What is asked ▸ Keep the images out and copy every entry below exactly.

Working data ▸
□ □ □ □ □ □ □

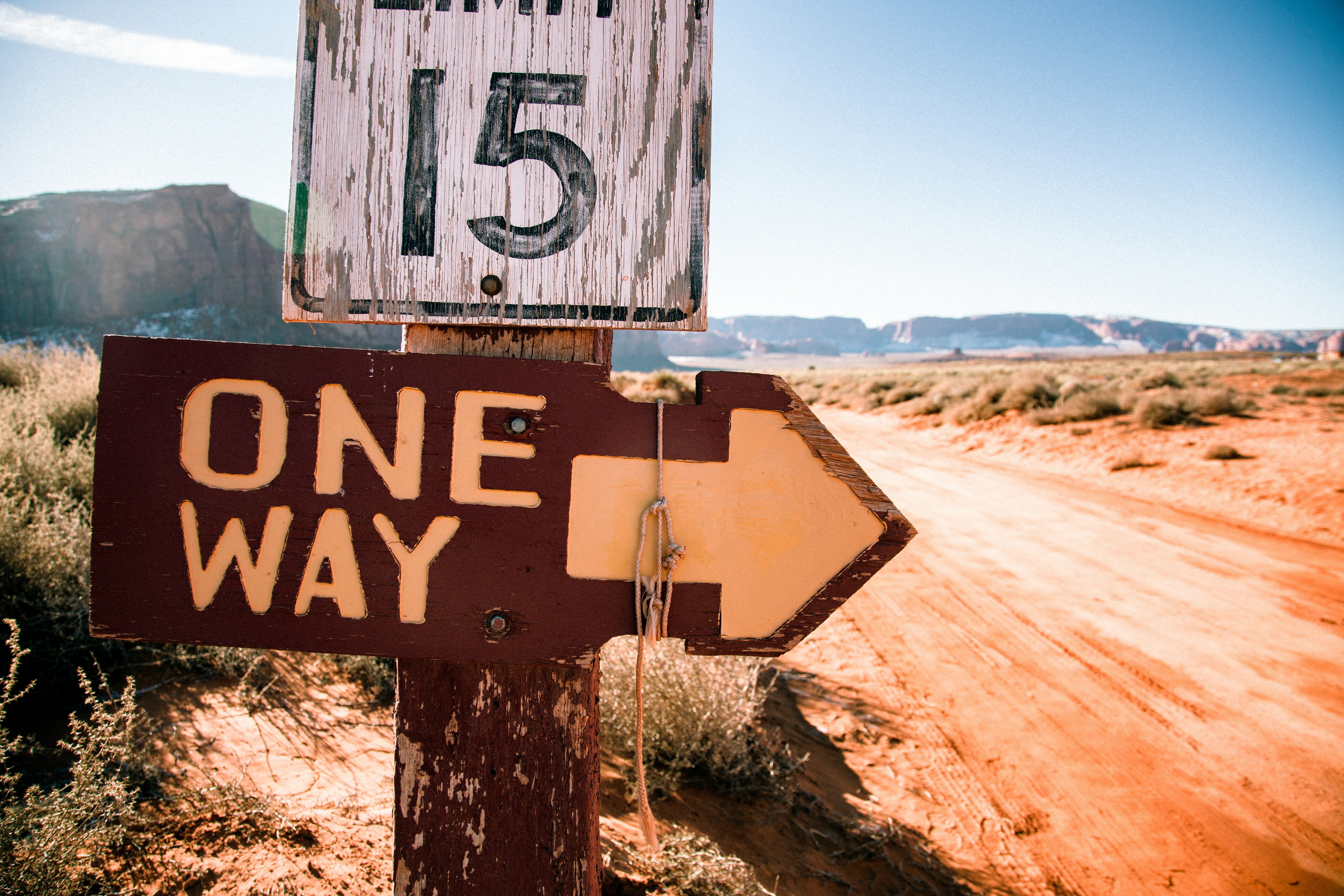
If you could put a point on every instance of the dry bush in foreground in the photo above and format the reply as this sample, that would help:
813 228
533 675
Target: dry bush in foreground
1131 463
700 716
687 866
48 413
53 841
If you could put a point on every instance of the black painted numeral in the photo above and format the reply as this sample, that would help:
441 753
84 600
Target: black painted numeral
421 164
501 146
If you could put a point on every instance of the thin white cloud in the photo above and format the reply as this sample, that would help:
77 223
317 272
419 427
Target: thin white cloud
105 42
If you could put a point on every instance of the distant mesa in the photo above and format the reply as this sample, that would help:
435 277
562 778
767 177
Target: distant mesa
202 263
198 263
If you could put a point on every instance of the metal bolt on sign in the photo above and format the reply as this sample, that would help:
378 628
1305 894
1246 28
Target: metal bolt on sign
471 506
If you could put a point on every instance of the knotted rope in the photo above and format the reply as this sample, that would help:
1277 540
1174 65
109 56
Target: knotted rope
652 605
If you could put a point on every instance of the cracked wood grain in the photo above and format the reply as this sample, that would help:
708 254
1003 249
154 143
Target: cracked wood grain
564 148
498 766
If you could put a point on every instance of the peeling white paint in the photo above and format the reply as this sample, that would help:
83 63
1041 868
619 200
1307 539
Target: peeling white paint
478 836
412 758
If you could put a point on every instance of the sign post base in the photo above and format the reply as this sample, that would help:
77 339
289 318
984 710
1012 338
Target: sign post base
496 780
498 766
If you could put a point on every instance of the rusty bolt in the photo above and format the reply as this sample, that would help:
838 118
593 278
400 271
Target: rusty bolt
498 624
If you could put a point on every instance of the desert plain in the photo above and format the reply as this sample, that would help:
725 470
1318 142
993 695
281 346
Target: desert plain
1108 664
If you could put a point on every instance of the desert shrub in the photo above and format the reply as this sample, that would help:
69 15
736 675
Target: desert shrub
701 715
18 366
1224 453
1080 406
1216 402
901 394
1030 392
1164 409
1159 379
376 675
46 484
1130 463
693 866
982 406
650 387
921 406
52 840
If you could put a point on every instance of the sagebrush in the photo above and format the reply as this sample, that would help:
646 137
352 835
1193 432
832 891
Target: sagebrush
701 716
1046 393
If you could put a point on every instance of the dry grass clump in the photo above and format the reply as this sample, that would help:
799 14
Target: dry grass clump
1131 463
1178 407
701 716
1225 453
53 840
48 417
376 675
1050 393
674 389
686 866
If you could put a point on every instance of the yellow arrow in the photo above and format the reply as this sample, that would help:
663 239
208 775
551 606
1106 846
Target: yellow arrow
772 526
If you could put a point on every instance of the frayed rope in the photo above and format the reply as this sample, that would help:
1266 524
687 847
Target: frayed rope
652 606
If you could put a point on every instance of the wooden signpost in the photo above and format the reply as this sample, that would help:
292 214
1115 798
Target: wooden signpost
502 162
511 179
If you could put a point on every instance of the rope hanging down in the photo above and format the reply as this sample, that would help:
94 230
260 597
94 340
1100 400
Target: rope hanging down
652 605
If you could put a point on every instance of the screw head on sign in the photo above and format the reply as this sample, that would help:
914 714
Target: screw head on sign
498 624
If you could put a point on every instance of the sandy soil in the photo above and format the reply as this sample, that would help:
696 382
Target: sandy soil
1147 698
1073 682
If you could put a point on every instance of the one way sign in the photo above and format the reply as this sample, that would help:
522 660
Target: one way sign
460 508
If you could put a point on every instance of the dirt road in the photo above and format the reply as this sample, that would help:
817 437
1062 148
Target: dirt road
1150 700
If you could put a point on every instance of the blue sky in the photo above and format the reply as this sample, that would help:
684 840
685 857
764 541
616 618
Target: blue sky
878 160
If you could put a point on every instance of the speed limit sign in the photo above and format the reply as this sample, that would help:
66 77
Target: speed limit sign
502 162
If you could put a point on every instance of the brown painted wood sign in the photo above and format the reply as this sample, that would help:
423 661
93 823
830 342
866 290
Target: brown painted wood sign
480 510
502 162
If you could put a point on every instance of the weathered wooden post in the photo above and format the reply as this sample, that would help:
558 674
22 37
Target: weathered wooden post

□ □ □ □ □ □ □

Response to this exercise ▸
If you could put a point on every instance of the dry bush in foreground in the photo above and format the reply as this sample, that would help:
813 228
533 675
Target: dry bush in foreground
1131 463
700 716
687 866
48 413
53 841
If you could put a point on every instance of the black painted numeral in the photo above and format the reply as this sample, that would help:
441 753
84 600
Target: black painted numeral
421 164
501 146
If you could put a point on every instance of the thin white cloud in the photo above and format the reply as this sample, that would help:
77 223
317 272
419 427
Target: thin white cloud
105 42
If you could put a point on every instance of the distant mesa in the photo above and format the reply as this sample, that would help:
435 277
562 778
767 177
Target: distant mesa
202 263
198 263
If you could put a point on every instance of the metal bolt on sign in the photo above and format the reply as this sample, that would help:
378 628
1305 894
1246 28
Target: metal bolt on sign
471 506
If you could put a point on every instance of the knotted rope in the photo above and format the reply as this sample, that would help:
1277 540
1174 65
109 56
Target: knotted rope
652 605
If you could put a point on every instance of the cracked wood grain in the photo above and format the reply as this sample, that would help:
708 254
1003 249
154 143
Target: cracked wood grain
564 148
498 766
If you could put a point on every instance of the peeling white paint in the photo above and format the reply as this sample, that would help:
83 63
1041 868
619 200
1307 539
Target: peeling white paint
478 836
412 758
If you could put a point on every instance of the sign post base in the photo above and format the reply as this sample, that would help:
77 339
289 318
984 710
1012 338
Target: sign post base
496 780
498 766
If you could put a point on every instance of the rusty bolt in the photo above and format the reply as this sample, that would help:
838 118
593 278
400 271
Target: rusty bolt
498 624
If you could put a point on every instance of the desert plain in the photo above and format the reply as this sample, that would help:
725 470
1318 142
993 695
281 346
Target: desert plain
1108 664
If you could put a point on every instance of the desert shrub in the photo above and format the reply as this sample, that would help:
69 15
736 675
Target: desert shrub
701 715
18 366
1224 453
1080 406
1216 402
901 394
1030 392
1164 409
1159 379
376 675
46 484
1130 463
693 866
982 406
650 387
921 406
52 840
If you could put a point on every instance of the sagebrush in the photo above and format the reply as this sample, that would help:
646 137
352 835
1193 432
832 891
Target: sagebrush
701 716
1046 393
If you could put a point on every instance of the dry grass clump in the photo above and format the reply as this sample, that would help:
799 14
Target: dry grass clump
1131 463
1178 407
701 716
1225 453
53 840
48 417
376 675
1050 393
674 389
686 866
If you could put a point on every instance of the yellow arrow in the photo above and format the reply as this sample, that would help:
663 239
208 775
551 606
1106 846
Target: yellow arrow
772 526
If you could put a point on every instance of the frayed rope in the photo above and format the reply as this sample, that would help:
1266 524
687 847
Target: frayed rope
652 606
If you could put a point on every instance of the wooden signpost in the photo above and format the reply as this sample, that would help:
292 214
1115 798
Target: wooden signpost
502 162
511 179
If you could put a point on every instance of the rope hanging down in the photo above and format the reply as this sample, that would help:
94 230
260 597
94 340
1100 400
Target: rope hanging down
652 605
If you could put a point on every instance of the screw head on sign in the photo above and format the reply as this sample, that would help:
914 714
Target: screw head on sign
498 624
If you could put a point on every instance of the sandy soil in the photo above and format the reply as this sample, that would help:
696 382
Target: sandy soil
1147 698
1073 682
If you could put a point on every instance of the one way sign in the photo above and format the reply as this sample, that would help:
522 660
Target: one way sign
460 508
If you could put a point on every instance of the dirt road in the photo above and format the reply as this sample, that would help:
817 437
1062 148
Target: dirt road
1150 700
If you could put a point on every instance of the blue sky in the photo above and format the reply as this sample, that would help:
684 840
685 857
764 541
616 618
Target: blue sky
878 160
If you could put a point on every instance of the speed limit sign in the photo above and format the reply as this sample, that would help:
66 77
Target: speed limit sign
502 162
If you could put a point on every instance of the brown painted wood sign in the photo above and format the reply as this sample, that would help:
423 661
93 823
830 342
866 290
Target: brown painted wood sign
480 510
502 162
If you could put a point on every instance of the weathered wooden post in the photo above and format the reply as this sample, that would help:
558 674
22 37
Target: weathered wooden post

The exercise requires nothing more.